-- Start Material to process --

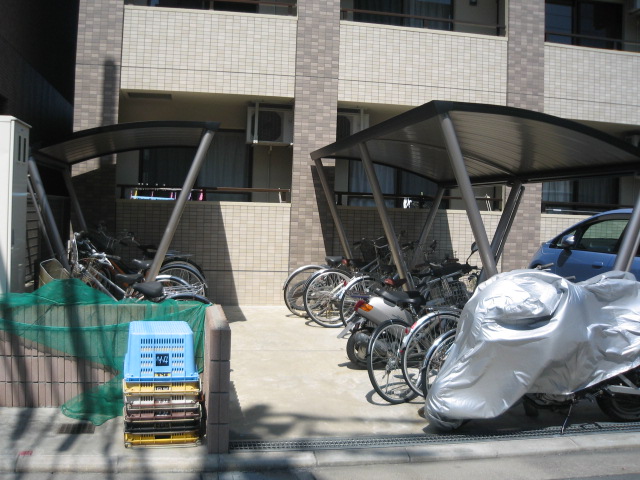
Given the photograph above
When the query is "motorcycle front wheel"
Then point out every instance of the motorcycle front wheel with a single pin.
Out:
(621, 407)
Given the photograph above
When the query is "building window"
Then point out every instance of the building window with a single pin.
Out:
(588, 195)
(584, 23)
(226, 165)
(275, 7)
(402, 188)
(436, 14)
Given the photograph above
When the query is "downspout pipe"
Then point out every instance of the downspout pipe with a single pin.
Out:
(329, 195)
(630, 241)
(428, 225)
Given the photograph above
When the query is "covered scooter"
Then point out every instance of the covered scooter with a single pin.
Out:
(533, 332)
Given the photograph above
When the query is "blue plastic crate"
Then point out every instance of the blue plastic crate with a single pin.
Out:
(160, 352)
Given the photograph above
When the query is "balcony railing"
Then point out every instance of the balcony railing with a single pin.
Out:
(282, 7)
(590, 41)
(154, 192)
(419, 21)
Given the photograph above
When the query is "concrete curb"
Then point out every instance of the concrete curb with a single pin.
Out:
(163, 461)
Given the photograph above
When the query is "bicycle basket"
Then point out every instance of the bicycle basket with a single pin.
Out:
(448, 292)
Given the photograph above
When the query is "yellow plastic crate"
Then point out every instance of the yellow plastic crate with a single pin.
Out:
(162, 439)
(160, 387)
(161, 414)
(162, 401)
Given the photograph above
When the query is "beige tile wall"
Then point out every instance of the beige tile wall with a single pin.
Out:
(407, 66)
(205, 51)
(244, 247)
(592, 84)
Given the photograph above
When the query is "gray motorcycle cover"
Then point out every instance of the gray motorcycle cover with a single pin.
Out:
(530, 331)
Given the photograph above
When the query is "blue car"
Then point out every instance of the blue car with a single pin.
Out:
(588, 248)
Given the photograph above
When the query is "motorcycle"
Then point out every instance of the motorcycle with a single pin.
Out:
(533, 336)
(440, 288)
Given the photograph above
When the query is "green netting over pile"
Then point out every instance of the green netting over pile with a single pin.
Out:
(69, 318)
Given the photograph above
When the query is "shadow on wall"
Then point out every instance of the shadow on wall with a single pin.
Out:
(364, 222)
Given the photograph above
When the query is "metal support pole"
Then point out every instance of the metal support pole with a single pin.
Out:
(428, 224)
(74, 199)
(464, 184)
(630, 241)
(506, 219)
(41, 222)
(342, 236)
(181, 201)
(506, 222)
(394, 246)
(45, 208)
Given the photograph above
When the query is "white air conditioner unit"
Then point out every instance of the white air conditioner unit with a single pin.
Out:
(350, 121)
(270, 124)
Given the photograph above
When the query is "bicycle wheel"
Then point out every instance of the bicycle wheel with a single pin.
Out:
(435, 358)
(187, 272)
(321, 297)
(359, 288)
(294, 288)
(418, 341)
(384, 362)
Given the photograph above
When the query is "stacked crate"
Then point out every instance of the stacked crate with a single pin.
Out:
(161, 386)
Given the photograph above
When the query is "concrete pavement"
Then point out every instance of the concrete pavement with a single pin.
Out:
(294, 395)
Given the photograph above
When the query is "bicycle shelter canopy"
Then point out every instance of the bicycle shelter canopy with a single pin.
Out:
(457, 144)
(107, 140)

-- End Material to process --

- _What the exercise asks_:
Print the whole listing above once more, word for word, without its pictures.

- _Answer below_:
Given the photograph above
When the query is "motorcycle front wheel"
Then point out every instance of the motorcycle front wheel with a single pin.
Out:
(621, 407)
Given the photograph above
When the query is "building window"
Then point out every instance of the building window with a single pin.
Out:
(588, 195)
(584, 23)
(226, 165)
(275, 7)
(402, 188)
(436, 14)
Given the photograph above
When the query is "downspout pipe"
Then point out every instance of the downspout pipe with a single pin.
Out:
(329, 195)
(630, 241)
(428, 225)
Given the photograph above
When the query is "covered scooter"
Then point out every instance of the covered scooter with a single pin.
Out:
(533, 332)
Given the photograph above
When the query is "blue plastic crate"
Then point out every instance of the blue plastic crate with a single pin.
Out:
(160, 352)
Given the photograph above
When the query is "balcony railing"
Then point out every instance of the balcony railing with a single pin.
Out:
(282, 7)
(590, 41)
(154, 192)
(419, 21)
Given the photograph above
When the query is "concrete curb"
Then point out every instance of the concrete curb with a single pin.
Out:
(163, 461)
Given the photograph above
When the query is "bicycle basket"
Then point out every instance of the bicycle basket with a single pin.
Out:
(448, 292)
Given the photograph above
When the query is "yellow plastic crate"
Then point out every instance of the yellow plastic crate with a single pin.
Out:
(162, 439)
(160, 387)
(161, 414)
(162, 401)
Given the photograph above
When the query is "beige tile wall"
Then point out every instance of the beige tile wall with a single pin.
Out:
(407, 66)
(205, 51)
(244, 247)
(592, 84)
Given the photograph above
When the query is "gray motorcycle cover"
Then point out every instance of the gray motorcycle cover with a single pin.
Out:
(530, 331)
Given the photograph above
When the query is "blue car"
Then point out every instance of the blue car with a single pin.
Out:
(588, 248)
Given the photograph above
When the query is "motorcycle"
Then point out every instance of the motorcycle with a single pin.
Out:
(533, 336)
(440, 288)
Given the photograph above
When the query is "green netting over pile"
Then point out every instance of the green netting over pile with a single pin.
Out:
(69, 318)
Given the photograph above
When the query is "shadow on wall"
Then point out every instance of the shadow on wall with a single pin.
Out:
(364, 222)
Given the photograph above
When the query is "metal support pole"
Then point out every instance of the metal support pole with a single pin.
Out:
(428, 224)
(74, 199)
(464, 184)
(630, 241)
(506, 219)
(41, 222)
(342, 236)
(181, 201)
(506, 222)
(394, 246)
(45, 208)
Given the photograph above
When the query is "white air conditioner unit"
Then point out every instance of the white air conditioner unit with a single pin.
Out:
(350, 121)
(270, 124)
Given the photograph above
When the query is "bicycle wheel"
Then point out every instance of the bicycle wheel with a single pin.
Out:
(435, 358)
(187, 272)
(321, 297)
(359, 288)
(294, 288)
(418, 341)
(384, 362)
Given the photograph above
When the query is "stacked crate"
Then point out every instance of the stacked crate with a single pin.
Out:
(161, 386)
Given the photograph above
When the query is "concrete pavement"
Then point out every instance of the concrete pavement with a single pin.
Out:
(294, 395)
Given the photograph above
When the query is "bicycle shelter canopy"
Then point out every instance of the bicycle shelter canopy with a single pin.
Out:
(457, 144)
(107, 140)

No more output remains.